• Teks Bacaan:

::::

Upaya
Memetakan Kompetensi Guru
Sukemi ; Staf Khusus Menteri Pendidikan dan Kebudayaan Bidang
Komunikasi Media
MEDIA
INDONESIA, 06 Agustus 2012
DALAM
dunia seperti ini, semua tahu bahwa guru kini bukanlah satu-satunya sumber
pengetahuan di kelas. Melalui perubahan struktur masyarakat, perkembangan
metode pengajaran, dan pemanfaatan teknologi informasi dan komunikasi, peserta
didik bisa mendapatkan pengetahuan dari berbagai sumber.
Karena
itu, tidaklah cukup untuk menyimpulkan bahwa jika hasil evaluasi peserta didik
baik dan tingkat kelulusannya rata-rata mencapai angka di atas 95%, baik,
profesional, dan kompeten pulalah gurunya.
Kalau
kesimpulannya seperti itu, hasilnya akan sangat bias. Apalagi diketahui
terdapat banyak tempat dan fasilitas bimbingan belajar menjelang berlangsung
ujian nasional.
Itulah
sebabnya upaya memetakan kompetensi guru menjadi penting. Apalagi hal itu juga
diamanatkan dalam UU No 14 Tahun 2005 tentang Guru dan Dosen serta Peraturan
Pemerintah No 74 Tahun 2008 tentang Guru.
Tulisan
berikut ingin menyampaikan makna penting dan strategisnya pelaksanaan uji
kompetensi guru (UKG) yang mulai 30 Juli lalu hingga 12 Agustus 2012 untuk
gelombang pertama digelar serentak di beberapa tempat, baik melalui sistem
online maupun manual atau tertulis.
Belum Punya
Semestinya
pelaksanaan UKG tidak perlu dikhawatirkan karena memang jelas tujuannya, yakni
untuk pemetaan kompetensi dan sebagai dasar kegiatan pengembangan keprofesian
berkelanjutan, yang memang tidak ada hubungannya dengan pembayaran tunjangan
yang selama ini sudah diterima guru atau penurunan pangkat karena kompetensinya
tidak sesuai.

::::

• Petunjuk Pengerjaan: Teruskan tulisan tentang pemetaan kompetensi guru di atas, dimulai setelah kalimat terakhirnya. Baris-baris data tidak diperlukan untuk mengerjakan tugas ini.

Baris hasil ekstraksi:
::::

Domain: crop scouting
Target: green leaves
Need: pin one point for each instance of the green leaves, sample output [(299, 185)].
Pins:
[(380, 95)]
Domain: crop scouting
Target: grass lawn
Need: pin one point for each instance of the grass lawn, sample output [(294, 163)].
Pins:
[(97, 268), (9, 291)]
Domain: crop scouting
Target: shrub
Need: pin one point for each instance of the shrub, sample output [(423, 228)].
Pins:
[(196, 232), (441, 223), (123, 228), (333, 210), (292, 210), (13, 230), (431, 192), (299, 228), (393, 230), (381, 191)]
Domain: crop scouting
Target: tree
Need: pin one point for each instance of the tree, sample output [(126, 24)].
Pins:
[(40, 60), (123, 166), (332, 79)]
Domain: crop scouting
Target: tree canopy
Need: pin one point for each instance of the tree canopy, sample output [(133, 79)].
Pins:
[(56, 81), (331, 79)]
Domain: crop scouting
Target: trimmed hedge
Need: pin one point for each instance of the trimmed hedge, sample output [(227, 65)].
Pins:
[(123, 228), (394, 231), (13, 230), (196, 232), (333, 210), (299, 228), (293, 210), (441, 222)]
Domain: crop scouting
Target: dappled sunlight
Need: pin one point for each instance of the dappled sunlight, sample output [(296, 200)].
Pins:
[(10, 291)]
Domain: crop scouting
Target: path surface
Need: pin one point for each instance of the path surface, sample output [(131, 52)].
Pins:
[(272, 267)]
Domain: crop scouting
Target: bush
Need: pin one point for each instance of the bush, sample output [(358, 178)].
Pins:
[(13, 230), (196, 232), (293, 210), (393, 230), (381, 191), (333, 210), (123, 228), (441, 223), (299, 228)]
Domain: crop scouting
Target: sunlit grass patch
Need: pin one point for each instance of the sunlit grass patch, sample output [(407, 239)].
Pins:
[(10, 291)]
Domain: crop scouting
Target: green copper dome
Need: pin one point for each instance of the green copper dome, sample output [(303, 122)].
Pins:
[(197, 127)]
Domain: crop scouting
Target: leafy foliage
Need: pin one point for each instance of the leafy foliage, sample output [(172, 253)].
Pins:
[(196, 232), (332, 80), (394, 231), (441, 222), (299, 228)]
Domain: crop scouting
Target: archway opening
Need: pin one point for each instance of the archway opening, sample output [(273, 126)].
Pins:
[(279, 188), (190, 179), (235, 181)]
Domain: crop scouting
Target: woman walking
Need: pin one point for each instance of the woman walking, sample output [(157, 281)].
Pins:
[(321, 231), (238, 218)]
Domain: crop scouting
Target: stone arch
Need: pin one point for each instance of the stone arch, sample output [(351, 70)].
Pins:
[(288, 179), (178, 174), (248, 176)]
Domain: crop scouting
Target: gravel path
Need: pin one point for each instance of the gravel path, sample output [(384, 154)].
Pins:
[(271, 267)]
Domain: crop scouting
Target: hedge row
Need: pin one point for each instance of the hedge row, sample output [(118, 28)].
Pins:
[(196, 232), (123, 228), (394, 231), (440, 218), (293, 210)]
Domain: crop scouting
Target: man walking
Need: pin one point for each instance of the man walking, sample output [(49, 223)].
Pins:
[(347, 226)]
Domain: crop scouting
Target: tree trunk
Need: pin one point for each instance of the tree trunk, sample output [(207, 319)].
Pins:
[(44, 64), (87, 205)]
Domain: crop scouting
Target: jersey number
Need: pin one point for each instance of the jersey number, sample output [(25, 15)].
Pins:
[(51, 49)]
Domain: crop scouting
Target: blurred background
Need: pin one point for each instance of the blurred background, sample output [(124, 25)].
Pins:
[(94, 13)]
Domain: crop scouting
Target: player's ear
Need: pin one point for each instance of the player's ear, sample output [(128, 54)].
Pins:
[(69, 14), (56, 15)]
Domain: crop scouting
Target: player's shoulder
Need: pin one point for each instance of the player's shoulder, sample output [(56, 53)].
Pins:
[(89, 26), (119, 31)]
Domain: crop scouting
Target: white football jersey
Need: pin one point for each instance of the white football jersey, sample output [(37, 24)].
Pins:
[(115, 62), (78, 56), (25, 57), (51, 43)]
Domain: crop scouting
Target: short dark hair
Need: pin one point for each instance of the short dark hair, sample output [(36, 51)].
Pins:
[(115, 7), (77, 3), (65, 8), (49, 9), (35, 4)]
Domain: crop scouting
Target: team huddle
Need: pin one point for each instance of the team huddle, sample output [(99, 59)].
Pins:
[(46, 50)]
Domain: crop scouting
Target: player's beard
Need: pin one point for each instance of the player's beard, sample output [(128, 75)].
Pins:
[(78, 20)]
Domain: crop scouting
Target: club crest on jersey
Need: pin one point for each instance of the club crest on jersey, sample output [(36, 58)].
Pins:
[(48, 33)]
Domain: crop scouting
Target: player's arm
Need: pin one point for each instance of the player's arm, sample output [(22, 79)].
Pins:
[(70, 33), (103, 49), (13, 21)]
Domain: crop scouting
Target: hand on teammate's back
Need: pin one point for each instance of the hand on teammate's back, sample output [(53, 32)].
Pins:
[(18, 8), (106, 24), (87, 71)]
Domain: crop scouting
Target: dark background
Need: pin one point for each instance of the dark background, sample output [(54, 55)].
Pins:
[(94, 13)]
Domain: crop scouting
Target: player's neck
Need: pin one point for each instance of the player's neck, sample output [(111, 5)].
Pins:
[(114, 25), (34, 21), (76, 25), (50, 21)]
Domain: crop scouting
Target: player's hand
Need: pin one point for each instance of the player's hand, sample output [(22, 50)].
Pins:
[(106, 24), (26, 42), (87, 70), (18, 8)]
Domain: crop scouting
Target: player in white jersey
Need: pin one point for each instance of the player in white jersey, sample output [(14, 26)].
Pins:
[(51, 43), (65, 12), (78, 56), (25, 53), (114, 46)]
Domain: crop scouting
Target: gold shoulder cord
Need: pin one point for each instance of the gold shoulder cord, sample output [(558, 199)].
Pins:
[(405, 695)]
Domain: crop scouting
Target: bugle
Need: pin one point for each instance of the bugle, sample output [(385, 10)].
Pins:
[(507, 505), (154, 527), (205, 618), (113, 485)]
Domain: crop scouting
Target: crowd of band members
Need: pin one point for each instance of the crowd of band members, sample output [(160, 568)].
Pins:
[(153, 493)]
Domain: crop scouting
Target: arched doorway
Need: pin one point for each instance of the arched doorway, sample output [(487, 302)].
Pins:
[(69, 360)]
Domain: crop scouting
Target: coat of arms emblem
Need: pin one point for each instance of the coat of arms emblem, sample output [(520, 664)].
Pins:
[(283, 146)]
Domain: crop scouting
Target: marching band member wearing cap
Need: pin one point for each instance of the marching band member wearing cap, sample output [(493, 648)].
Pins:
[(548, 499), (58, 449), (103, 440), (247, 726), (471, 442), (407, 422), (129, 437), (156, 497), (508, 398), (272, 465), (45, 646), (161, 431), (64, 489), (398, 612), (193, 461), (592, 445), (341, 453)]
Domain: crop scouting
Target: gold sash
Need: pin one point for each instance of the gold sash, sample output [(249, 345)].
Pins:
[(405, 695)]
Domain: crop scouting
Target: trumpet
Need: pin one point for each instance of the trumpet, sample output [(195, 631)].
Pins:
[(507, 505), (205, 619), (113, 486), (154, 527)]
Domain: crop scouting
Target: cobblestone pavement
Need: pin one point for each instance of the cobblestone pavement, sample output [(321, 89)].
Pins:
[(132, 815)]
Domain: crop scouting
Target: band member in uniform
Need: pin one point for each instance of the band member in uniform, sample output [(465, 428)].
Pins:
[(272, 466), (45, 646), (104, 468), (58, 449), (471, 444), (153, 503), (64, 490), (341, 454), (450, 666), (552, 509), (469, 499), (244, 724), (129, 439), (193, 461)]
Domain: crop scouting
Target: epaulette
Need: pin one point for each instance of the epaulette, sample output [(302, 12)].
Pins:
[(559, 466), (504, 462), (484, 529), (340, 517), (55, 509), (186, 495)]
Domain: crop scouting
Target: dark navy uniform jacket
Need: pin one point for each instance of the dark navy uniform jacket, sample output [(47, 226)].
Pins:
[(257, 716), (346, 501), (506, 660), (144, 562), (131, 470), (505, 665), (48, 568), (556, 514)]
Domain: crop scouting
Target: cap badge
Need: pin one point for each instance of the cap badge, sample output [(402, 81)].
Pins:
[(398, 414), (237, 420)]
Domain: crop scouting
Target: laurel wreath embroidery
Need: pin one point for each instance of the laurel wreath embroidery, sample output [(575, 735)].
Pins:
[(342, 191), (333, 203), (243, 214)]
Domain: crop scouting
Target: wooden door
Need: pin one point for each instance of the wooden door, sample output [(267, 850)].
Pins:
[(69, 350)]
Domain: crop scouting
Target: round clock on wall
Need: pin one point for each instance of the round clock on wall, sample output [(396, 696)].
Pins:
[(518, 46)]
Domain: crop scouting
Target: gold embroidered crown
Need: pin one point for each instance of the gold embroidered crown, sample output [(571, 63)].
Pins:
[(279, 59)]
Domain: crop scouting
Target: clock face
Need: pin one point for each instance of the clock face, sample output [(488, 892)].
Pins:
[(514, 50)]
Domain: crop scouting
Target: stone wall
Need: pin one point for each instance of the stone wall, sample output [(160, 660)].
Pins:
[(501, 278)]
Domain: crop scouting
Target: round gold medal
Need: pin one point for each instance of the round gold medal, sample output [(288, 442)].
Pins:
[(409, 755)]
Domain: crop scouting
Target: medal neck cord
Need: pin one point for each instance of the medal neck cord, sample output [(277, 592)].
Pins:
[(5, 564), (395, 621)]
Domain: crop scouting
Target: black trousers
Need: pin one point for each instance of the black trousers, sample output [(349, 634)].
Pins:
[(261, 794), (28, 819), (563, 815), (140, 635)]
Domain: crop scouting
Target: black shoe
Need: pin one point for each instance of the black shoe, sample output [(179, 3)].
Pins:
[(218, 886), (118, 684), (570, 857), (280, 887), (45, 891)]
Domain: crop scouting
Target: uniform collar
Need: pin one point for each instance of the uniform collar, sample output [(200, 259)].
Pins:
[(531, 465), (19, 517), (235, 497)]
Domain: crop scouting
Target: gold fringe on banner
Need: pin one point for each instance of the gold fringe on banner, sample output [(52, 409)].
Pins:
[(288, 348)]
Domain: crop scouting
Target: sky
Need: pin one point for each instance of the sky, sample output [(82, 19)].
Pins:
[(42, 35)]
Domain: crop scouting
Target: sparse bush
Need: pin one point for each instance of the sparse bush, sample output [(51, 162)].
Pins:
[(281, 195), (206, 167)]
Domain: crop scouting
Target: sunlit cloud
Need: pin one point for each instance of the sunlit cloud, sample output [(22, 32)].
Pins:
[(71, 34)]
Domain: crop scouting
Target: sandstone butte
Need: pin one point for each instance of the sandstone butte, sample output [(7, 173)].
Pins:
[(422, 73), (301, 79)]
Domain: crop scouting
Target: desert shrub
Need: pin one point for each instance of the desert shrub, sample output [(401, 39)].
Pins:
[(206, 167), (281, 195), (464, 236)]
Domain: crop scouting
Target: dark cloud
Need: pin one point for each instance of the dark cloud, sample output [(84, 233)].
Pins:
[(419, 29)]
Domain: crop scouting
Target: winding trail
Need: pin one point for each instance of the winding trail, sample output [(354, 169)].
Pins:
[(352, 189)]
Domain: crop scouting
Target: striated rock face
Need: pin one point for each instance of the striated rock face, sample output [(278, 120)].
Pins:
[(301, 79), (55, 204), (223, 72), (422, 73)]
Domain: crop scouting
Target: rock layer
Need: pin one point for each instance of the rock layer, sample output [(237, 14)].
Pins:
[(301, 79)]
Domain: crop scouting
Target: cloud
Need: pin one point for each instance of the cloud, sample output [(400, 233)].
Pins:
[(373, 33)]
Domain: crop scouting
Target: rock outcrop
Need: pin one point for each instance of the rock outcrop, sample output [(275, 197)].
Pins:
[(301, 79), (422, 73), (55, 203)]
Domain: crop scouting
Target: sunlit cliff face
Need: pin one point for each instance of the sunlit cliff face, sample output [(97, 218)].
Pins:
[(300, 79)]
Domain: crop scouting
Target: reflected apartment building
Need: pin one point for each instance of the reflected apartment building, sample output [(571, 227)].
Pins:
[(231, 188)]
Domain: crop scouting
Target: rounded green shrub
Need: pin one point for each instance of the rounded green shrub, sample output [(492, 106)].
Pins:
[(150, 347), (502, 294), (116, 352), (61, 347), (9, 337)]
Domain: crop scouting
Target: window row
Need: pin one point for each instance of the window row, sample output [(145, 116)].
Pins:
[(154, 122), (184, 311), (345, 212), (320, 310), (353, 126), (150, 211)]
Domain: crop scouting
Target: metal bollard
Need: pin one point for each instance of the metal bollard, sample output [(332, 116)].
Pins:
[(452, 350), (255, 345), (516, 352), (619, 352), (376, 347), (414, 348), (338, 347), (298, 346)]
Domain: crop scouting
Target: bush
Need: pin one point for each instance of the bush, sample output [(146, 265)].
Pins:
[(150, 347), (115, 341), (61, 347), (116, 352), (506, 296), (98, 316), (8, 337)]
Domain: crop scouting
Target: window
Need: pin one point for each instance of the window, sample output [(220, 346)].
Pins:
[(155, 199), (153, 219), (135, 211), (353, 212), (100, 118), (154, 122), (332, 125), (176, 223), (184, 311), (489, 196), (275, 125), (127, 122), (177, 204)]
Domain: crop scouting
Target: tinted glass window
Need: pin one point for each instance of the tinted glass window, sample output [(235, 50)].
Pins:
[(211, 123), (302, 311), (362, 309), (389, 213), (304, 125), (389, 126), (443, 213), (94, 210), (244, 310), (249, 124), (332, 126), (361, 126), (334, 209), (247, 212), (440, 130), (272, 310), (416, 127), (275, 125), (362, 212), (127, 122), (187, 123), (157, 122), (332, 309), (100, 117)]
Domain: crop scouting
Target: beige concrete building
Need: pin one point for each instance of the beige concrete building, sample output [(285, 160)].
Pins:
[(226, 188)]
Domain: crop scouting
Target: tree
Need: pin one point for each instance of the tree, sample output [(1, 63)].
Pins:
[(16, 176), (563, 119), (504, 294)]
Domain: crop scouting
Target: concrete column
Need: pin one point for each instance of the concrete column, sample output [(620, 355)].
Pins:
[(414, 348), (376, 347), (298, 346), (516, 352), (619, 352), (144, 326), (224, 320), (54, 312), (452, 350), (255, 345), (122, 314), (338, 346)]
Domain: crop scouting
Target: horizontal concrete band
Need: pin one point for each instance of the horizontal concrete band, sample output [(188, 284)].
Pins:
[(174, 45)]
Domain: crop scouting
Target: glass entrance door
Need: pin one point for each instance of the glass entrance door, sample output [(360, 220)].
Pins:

::::

• Hasil Pengerjaan:
UKG
ialah pengujian terhadap penguasaan kompetensi profesional dan pedagogis guru
dalam ranah kognitif sebagai dasar penetapan kegiatan pengembangan keprofesian
berkelanjutan dan bagian dari penilaian kinerja guru.
Atas
dasar itu, agak aneh kedengarannya jika ada guru yang berusaha memboikot dan
tidak ingin mengikuti pelaksanaan UKG. Bahkan lebih dari itu, mereka menghimpun
sesama guru untuk menolak UKG.
UKG
mempunyai dasar hukum yang jelas. Berdasarkan Pasal 7 UU No 14 Tahun 2005,
profesi guru merupakan bidang pekerjaan khusus yang dilaksanakan berdasarkan
prinsip memiliki kompetensi yang diperlukan sesuai dengan bidang tugas serta
memiliki kesempatan untuk mengembangkan keprofesionalan secara berkelanjutan
dengan belajar sepanjang hayat.
Dalam
PP 74 Tahun 2008, Pasal 2, juga jelas dinyatakan bahwa guru wajib memiliki
kompetensi. Pun pada Pasal 3 ayat 1, dinyatakan bahwa kompetensi merupakan
seperangkat pengetahuan, keterampilan, dan perilaku yang harus dimiliki,
dihayati, dikuasai, dan diaktualisasikan oleh guru dalam melaksanakan tugas
keprofesian.
Mendikbud
Mohammad Nuh mengibaratkan UKG seperti pemeriksaan kesehatan atau check up untuk mengetahui apakah jantung
seseorang normal atau tidak, gula darahnya bagus atau jelek. Dengan mengetahui
hasil check up, upaya untuk melakukan
perbaikan dari yang tadinya kurang bisa dilakukan dengan tepat. Harus diakui,
hingga kini Kemdikbud memang belum memiliki peta kompetensi guru, meski sudah
lebih dari 1 juta guru memperoleh tunjangan dari sertifikat pendidik yang
mereka miliki.
Seperti
diketahui, sejarah awal pemberian sertifikat pendidik diberikan atas dasar
evaluasi berdasarkan portofolio, dan baru belakangan ini berangsur-angsur
diubah melalui program Pendidikan dan Latihan Profesi Guru (PLPG).
Padahal,
sudah menjadi rahasia umum bahwa sebagian besar portofolio dalam bentuk
sertifikat kegiatan pelatihan dan keikutsertaan dalam seminar, yang diajukan
guru untuk memperoleh sertifikat pendidik, ada yang hanya sekadar ikut. Atau
lebih parah lagi, memfotokopi milik orang lain dengan mengganti nama dan foto.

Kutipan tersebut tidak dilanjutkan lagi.